PROBLEM TO SOLVE: The output must reproduce each line of the data word for word.

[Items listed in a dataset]

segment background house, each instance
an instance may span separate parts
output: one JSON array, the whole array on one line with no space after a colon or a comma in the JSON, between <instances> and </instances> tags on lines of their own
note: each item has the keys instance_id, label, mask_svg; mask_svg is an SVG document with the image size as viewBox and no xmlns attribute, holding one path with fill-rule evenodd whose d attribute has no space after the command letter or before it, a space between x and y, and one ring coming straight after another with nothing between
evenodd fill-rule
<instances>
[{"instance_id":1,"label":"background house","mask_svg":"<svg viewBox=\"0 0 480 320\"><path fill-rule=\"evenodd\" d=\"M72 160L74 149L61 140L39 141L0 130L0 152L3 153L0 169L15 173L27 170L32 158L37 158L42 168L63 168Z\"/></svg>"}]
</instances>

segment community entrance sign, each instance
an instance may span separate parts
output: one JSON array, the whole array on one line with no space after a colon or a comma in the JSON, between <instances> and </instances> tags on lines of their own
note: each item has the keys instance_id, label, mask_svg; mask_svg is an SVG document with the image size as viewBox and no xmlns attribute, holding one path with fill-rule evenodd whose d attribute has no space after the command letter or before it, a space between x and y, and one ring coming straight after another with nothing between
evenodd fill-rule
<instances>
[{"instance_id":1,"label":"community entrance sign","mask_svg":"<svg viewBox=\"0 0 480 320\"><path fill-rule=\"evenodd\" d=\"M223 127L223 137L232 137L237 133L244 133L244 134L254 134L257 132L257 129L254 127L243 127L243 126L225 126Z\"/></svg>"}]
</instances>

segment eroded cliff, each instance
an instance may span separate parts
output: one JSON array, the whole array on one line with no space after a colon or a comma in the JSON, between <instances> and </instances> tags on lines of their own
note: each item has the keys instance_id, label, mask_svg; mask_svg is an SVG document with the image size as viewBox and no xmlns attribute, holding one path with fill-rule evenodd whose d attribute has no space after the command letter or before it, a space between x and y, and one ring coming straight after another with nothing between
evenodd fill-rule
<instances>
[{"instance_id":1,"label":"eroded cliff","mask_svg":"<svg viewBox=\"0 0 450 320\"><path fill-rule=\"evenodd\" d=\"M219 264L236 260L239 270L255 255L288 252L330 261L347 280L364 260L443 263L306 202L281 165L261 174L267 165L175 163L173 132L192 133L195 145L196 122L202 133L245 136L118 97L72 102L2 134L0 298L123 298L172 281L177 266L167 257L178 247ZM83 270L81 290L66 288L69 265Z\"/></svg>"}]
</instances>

EXERCISE SOLUTION:
segment background house, each instance
an instance may span separate parts
output: one JSON array, the whole array on one line with no space after a colon or a comma in the JSON, between <instances> and </instances> tags on lines of their own
note: each item has the keys instance_id, label, mask_svg; mask_svg is an SVG document with the image size as viewBox and no xmlns attribute, holding one path with fill-rule evenodd whose d attribute has no space after the command letter or before it, a space between x and y, and one ring coming straight after another with nothing between
evenodd fill-rule
<instances>
[{"instance_id":1,"label":"background house","mask_svg":"<svg viewBox=\"0 0 480 320\"><path fill-rule=\"evenodd\" d=\"M72 160L74 149L61 140L39 141L0 130L0 152L3 153L0 169L15 173L27 170L32 158L37 158L42 168L63 168Z\"/></svg>"}]
</instances>

segment community entrance sign, each instance
an instance may span separate parts
output: one JSON array, the whole array on one line with no space after a colon or a comma in the JSON, between <instances> and </instances> tags on lines of their own
note: each item has the keys instance_id, label, mask_svg; mask_svg is an SVG document with the image size as viewBox and no xmlns attribute, holding one path with fill-rule evenodd whose d attribute has no space after the command letter or before it, a space between x and y, and one ring coming straight after another with nothing between
evenodd fill-rule
<instances>
[{"instance_id":1,"label":"community entrance sign","mask_svg":"<svg viewBox=\"0 0 480 320\"><path fill-rule=\"evenodd\" d=\"M223 127L223 137L232 137L237 133L244 133L244 134L254 134L257 132L257 129L254 127L243 127L243 126L225 126Z\"/></svg>"}]
</instances>

segment eroded cliff, each instance
an instance may span separate parts
output: one JSON array, the whole array on one line with no space after a colon or a comma in the JSON, between <instances> and </instances> tags on lines of their own
note: each item has the keys instance_id, label, mask_svg; mask_svg is an SVG document with the image size as viewBox and no xmlns attribute, holding one path with fill-rule evenodd whose d attribute has no space after the command letter or before it, a space between x and y, and one ring coming straight after another with nothing between
evenodd fill-rule
<instances>
[{"instance_id":1,"label":"eroded cliff","mask_svg":"<svg viewBox=\"0 0 450 320\"><path fill-rule=\"evenodd\" d=\"M219 264L236 260L239 270L255 255L288 252L330 261L347 280L364 260L443 263L306 202L281 165L261 174L267 165L175 163L173 132L192 133L195 145L196 122L202 133L245 136L118 97L72 102L2 134L0 298L123 298L172 281L177 266L167 257L178 247ZM83 270L81 290L66 288L69 265Z\"/></svg>"}]
</instances>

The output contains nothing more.